The influence of DNA sequence on epigenome-induced pathologies

Abstract

Clear cause-and-effect relationships are commonly established between genotype and the inherited risk of acquiring human and plant diseases and aberrant phenotypes. By contrast, few such cause-and-effect relationships are established linking a chromatin structure (that is, the epitype) with the transgenerational risk of acquiring a disease or abnormal phenotype. It is not entirely clear how epitypes are inherited from parent to offspring as populations evolve, even though epigenetics is proposed to be fundamental to evolution and the likelihood of acquiring many diseases. This article explores the hypothesis that, for transgenerationally inherited chromatin structures, "genotype predisposes epitype", and that epitype functions as a modifier of gene expression within the classical central dogma of molecular biology. Evidence for the causal contribution of genotype to inherited epitypes and epigenetic risk comes primarily from two different kinds of studies discussed herein. The first and direct method of research proceeds by the examination of the transgenerational inheritance of epitype and the penetrance of phenotype among genetically related individuals. The second approach identifies epitypes that are duplicated (as DNA sequences are duplicated) and evolutionarily conserved among repeated patterns in the DNA sequence. The body of this article summarizes particularly robust examples of these studies from humans, mice, Arabidopsis, and other organisms. The bulk of the data from both areas of research support the hypothesis that genotypes predispose the likelihood of displaying various epitypes, but for only a few classes of epitype. This analysis suggests that renewed efforts are needed in identifying polymorphic DNA sequences that determine variable nucleosome positioning and DNA methylation as the primary cause of inherited epigenome-induced pathologies. By contrast, there is very little evidence that DNA sequence directly determines the inherited positioning of numerous and diverse post-translational modifications of histone side chains within nucleosomes. We discuss the medical and scientific implications of these observations on future research and on the development of solutions to epigenetically induced disorders.

Instructions for the task => Pick up the abstract on how DNA sequence shapes epigenome-induced pathologies after its last sentence and continue it. The rows after this point have no connection to the abstract.

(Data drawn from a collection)

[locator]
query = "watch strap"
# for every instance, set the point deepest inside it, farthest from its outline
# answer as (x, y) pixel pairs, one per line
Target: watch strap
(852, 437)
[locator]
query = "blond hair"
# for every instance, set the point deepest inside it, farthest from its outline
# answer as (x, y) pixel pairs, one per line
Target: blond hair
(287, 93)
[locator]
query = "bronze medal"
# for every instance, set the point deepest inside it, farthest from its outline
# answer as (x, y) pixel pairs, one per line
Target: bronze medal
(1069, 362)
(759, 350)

Answer to this task =>
Figure 1

Summary of relationship between epitype and DNA sequence.A. Theoretical ground state for a chromatin structure comprised of naked DNA bound to two nucleosomes and an unbound upstream DNA region. Every 10 bp the approximately 2 bp of inward facing surface of the DNA helix has the potential to contact and bind nucleosomal histones (for example, yellow ovals numbered 1 to 23 for region surrounding one nucleosome, see B). Each nucleosome has the potential to bind 14 such 2 bp regions. B. One 10 bp region of the DNA helix with the consensus ((Y)RRRRRYYYYY(R) provides a bend for optimal nucleosome binding. Nucleotides that provide strong or weak nucleosome binding are indicated (S = strong binding to G or C nucleotides, W = weak binding to A or T nucleotides, R = purine, Y = pyrimidine, IN identifies the surface facing the nucleosome, and OUT the surface facing away from the nucleosome). The strength of nucleosome binding and positioning to 147 bp stretches of DNA appears to be determined by the sum of affinities for 14 small sequences (yellow ovals, same as in A). C. Double stranded (ds) RNAs (for example, siRNA, piRNA, miRNA) program cytosine methylation for transgenerational inheritance and somatic inheritance in different tissues, while various enzymes remove 5MeC. D. Mutations such as single nucleotide polymorphisms (SNPs, red dot) and inserted retrotransposons (RT, red line) may alter nucleosome binding and the stochastic movement of nucleosomes. E. Histone variant exchange (HVE) by a subset of chromatin remodeling complexes (for example, SWR1) replaces common core histones (for example, H2A) with specialized protein sequence variants (for example, H2AZ, H2AX). F. A variety of histone post-translational modifications (PTMs) of primarily lysine and arginine residues at the N- and C-termini of core histones produce a diverse “histone code” for different nucleosomes. G. A large number of chromatin remodeling machines (for example, SWI/SNF, INO80) control nucleosome positioning, often moving nucleosomes in approximately 10 bp increments. Not shown is that the individual epitypes interact with each other to produce complex epitypes. For example, a subset of individuals may contain in their genome a retrotransposons that is targeted by small RNAs, which cause the hypermethylation or hypomethylation of adjacent sequences and alters gene expression (that is, the interaction of C and D).

Figure 2

The relationships among genotype, epitype, and phenotype. A. The informational relationship and interaction of genotype, epitype and phenotype described in the context of the central dogma of molecular genetics. B. A pyramid illustrating the likelihood of different classes of epitypes being transgenerationally inherited and ranking the relative causal relationships of these epitypes to the risk of an aberrant phenotype.